Task directions
Look through the listing below for the string "skin". Show each line where it occurs.

Data in this exercise
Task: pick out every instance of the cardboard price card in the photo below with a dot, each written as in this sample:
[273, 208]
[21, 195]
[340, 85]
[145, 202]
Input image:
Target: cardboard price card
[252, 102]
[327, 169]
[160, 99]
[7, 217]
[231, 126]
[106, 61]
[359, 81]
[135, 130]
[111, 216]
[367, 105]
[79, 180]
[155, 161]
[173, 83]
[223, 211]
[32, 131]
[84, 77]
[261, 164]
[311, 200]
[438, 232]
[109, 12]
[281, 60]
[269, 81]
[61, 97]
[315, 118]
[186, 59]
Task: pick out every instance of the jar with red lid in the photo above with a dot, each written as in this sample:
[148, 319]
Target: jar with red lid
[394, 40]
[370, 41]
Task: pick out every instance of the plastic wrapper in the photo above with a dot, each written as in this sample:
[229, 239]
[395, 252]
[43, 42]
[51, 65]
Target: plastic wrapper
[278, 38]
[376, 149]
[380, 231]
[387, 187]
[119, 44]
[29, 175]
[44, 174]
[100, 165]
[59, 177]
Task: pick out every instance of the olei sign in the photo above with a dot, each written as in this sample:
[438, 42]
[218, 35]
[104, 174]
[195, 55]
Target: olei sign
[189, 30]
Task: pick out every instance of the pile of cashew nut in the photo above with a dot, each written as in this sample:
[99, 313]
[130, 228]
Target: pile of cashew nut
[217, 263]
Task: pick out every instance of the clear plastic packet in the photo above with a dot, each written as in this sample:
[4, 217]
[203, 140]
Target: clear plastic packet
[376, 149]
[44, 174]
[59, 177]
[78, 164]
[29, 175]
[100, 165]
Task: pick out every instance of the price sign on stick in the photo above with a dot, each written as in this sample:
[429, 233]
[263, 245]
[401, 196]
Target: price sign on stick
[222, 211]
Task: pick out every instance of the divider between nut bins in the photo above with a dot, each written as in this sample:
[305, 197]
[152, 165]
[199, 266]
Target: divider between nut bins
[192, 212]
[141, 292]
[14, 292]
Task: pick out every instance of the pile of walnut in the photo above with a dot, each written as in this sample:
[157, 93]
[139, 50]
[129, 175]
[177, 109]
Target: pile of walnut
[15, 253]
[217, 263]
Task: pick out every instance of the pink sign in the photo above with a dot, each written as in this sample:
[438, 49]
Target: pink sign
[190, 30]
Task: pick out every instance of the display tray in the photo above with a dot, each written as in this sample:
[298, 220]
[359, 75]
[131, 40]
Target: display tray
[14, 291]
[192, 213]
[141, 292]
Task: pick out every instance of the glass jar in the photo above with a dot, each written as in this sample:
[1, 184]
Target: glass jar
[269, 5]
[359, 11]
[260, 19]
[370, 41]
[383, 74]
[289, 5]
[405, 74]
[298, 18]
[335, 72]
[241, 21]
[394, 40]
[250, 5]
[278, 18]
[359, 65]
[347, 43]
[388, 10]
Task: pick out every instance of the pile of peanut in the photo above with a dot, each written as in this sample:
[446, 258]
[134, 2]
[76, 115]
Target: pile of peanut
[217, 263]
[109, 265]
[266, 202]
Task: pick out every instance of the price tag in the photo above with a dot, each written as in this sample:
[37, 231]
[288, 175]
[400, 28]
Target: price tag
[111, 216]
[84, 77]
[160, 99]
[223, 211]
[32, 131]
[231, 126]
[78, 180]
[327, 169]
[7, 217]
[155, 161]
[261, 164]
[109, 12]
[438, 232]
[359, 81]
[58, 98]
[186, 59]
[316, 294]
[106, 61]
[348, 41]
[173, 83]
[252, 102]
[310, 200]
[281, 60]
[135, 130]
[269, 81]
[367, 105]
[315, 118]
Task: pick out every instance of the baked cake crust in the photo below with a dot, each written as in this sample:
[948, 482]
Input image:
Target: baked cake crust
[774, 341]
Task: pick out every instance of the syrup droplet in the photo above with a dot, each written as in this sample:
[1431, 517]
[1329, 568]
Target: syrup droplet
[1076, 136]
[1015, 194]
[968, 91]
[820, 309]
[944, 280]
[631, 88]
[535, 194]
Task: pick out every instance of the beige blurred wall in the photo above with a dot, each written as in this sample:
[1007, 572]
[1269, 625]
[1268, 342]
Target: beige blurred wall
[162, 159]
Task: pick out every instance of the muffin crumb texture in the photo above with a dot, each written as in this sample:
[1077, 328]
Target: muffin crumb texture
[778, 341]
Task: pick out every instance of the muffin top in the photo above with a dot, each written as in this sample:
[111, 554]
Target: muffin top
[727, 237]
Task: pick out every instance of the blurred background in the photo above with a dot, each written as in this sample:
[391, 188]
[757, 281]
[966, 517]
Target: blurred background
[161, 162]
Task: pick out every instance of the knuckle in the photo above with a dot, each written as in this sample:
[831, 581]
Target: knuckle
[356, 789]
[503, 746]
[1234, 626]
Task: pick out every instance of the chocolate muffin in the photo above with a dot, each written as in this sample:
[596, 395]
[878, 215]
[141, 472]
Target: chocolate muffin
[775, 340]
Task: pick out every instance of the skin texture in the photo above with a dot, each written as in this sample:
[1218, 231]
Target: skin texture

Task result
Task: pick out every instance of the skin texture in the photo above with a dot, each written as in this sample:
Target: skin texture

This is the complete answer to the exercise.